Rewrite the material from its start through the line containing "75 219 219 339", inclusive, swapping "football jersey" for "soccer jersey" and leaving everything else as it is. Omit the pictures.

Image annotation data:
"""

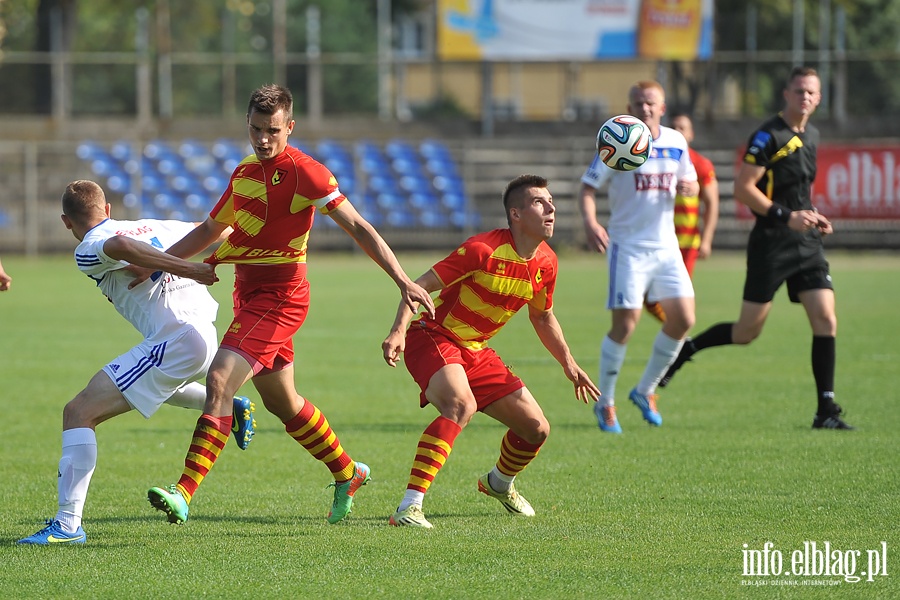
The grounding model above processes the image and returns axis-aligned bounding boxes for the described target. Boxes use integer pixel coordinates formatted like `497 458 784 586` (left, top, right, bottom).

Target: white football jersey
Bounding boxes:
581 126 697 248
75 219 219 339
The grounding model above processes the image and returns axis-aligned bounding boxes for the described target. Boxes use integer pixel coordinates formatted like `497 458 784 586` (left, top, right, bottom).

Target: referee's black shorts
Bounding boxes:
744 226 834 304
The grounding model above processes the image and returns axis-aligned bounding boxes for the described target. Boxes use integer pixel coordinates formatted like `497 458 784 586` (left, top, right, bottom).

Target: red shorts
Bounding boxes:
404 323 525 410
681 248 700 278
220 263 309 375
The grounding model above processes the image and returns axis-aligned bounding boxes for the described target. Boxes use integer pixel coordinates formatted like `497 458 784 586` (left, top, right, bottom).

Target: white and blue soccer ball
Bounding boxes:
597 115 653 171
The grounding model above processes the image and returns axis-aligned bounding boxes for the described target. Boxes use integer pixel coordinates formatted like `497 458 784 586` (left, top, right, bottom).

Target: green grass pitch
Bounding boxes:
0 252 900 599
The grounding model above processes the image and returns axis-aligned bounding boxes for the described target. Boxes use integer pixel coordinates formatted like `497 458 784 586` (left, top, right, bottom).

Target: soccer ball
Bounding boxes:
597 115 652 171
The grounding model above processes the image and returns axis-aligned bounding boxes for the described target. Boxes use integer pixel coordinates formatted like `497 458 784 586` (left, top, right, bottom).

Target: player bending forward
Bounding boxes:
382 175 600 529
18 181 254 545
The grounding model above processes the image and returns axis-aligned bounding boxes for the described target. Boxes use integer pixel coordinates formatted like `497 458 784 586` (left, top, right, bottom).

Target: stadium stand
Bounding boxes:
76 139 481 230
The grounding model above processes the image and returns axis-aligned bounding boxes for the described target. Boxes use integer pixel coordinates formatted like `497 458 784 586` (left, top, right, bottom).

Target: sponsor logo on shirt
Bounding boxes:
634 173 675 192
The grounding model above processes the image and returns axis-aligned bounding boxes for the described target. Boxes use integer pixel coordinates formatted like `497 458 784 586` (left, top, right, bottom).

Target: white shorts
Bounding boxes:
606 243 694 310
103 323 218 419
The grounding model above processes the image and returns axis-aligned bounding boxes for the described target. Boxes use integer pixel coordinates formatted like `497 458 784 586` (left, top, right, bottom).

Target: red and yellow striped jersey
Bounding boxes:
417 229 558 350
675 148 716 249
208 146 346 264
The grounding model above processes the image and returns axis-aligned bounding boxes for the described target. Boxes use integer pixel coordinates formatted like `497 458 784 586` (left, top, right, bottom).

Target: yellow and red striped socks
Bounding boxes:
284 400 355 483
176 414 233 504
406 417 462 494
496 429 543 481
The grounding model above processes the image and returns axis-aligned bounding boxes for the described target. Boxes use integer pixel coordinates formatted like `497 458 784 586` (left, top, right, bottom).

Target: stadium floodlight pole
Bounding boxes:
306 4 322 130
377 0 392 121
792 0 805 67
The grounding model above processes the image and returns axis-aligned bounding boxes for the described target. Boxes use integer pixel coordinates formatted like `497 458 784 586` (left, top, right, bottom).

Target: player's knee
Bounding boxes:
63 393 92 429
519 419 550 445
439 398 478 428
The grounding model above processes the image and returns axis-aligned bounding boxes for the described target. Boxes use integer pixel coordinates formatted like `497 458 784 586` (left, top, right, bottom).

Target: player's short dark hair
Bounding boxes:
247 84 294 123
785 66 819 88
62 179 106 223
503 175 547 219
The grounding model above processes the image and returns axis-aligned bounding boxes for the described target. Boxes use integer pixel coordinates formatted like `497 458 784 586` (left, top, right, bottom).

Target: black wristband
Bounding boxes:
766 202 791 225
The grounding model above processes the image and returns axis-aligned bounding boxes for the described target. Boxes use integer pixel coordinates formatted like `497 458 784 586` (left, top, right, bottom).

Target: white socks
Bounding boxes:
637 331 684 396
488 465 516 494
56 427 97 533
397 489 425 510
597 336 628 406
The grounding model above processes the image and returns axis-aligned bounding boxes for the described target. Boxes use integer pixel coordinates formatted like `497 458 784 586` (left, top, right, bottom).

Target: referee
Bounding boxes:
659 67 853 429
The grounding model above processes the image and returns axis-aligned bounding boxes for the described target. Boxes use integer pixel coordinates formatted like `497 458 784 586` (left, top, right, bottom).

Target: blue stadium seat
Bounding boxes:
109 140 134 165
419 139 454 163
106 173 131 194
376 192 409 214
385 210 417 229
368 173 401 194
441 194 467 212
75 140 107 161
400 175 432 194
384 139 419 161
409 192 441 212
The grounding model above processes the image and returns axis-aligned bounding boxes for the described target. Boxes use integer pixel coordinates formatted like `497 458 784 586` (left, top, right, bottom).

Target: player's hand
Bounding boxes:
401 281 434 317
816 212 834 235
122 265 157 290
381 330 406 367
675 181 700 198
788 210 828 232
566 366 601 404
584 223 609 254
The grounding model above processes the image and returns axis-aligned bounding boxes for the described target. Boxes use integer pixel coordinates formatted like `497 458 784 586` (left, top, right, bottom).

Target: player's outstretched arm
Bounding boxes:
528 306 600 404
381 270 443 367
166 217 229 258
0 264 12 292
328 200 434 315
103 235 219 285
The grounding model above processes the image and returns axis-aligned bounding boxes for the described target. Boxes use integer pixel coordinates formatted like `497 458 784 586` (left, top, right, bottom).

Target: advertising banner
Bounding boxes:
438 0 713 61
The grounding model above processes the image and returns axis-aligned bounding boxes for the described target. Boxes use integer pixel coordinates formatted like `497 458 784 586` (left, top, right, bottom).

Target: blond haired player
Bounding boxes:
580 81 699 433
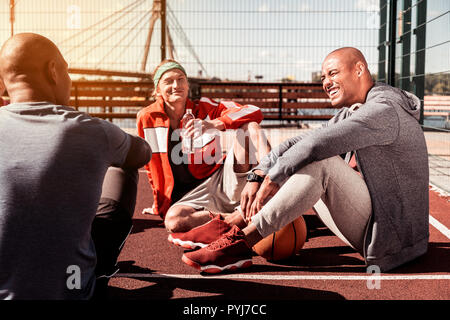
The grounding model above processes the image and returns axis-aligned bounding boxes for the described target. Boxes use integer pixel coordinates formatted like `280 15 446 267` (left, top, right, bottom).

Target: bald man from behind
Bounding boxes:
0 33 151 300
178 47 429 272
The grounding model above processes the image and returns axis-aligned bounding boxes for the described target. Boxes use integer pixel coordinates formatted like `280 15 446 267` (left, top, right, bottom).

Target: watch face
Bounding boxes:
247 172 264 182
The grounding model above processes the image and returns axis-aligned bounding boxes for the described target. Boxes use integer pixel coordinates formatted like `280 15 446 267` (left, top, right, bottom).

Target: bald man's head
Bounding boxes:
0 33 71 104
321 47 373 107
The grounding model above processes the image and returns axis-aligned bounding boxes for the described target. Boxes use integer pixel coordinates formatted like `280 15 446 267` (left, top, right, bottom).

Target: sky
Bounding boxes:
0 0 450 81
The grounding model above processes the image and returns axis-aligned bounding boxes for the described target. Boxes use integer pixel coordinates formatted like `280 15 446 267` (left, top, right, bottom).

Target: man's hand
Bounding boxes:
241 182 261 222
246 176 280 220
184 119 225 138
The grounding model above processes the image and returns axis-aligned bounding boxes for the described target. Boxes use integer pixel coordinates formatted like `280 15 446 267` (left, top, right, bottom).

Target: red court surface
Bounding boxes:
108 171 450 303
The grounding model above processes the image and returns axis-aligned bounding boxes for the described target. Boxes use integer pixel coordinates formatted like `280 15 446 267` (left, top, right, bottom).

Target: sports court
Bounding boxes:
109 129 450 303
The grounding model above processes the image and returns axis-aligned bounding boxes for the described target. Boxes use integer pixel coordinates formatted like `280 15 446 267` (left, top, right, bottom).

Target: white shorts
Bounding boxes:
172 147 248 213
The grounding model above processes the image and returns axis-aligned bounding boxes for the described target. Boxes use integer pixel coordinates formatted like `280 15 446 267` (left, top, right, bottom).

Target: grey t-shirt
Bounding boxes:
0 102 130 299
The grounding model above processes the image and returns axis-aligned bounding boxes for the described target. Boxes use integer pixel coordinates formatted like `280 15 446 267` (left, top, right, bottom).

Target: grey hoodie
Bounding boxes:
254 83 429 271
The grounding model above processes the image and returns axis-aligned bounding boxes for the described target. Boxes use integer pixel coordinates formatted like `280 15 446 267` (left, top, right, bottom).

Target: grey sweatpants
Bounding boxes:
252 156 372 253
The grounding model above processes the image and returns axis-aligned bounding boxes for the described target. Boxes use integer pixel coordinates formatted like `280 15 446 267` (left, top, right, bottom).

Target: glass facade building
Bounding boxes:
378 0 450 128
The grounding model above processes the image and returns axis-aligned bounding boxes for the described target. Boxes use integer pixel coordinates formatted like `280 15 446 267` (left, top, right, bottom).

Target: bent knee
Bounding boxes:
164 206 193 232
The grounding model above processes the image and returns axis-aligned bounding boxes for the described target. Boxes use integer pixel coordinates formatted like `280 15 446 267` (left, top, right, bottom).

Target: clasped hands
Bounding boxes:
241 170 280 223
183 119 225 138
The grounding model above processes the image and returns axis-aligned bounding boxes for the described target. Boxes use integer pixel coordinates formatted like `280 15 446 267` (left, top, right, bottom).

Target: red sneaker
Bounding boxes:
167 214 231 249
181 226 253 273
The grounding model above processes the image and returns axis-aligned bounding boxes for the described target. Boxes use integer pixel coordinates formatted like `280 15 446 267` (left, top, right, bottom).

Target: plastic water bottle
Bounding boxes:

"""

Expected answer:
The grounding model above processes the image and returns axis-aligned bounding boxes for the described target. Boxes use integer pixel coordinates formatted like `497 458 784 586` (left, top, right, bottom).

Target: white soccer jersey
Bounding boxes:
581 126 697 248
75 219 219 339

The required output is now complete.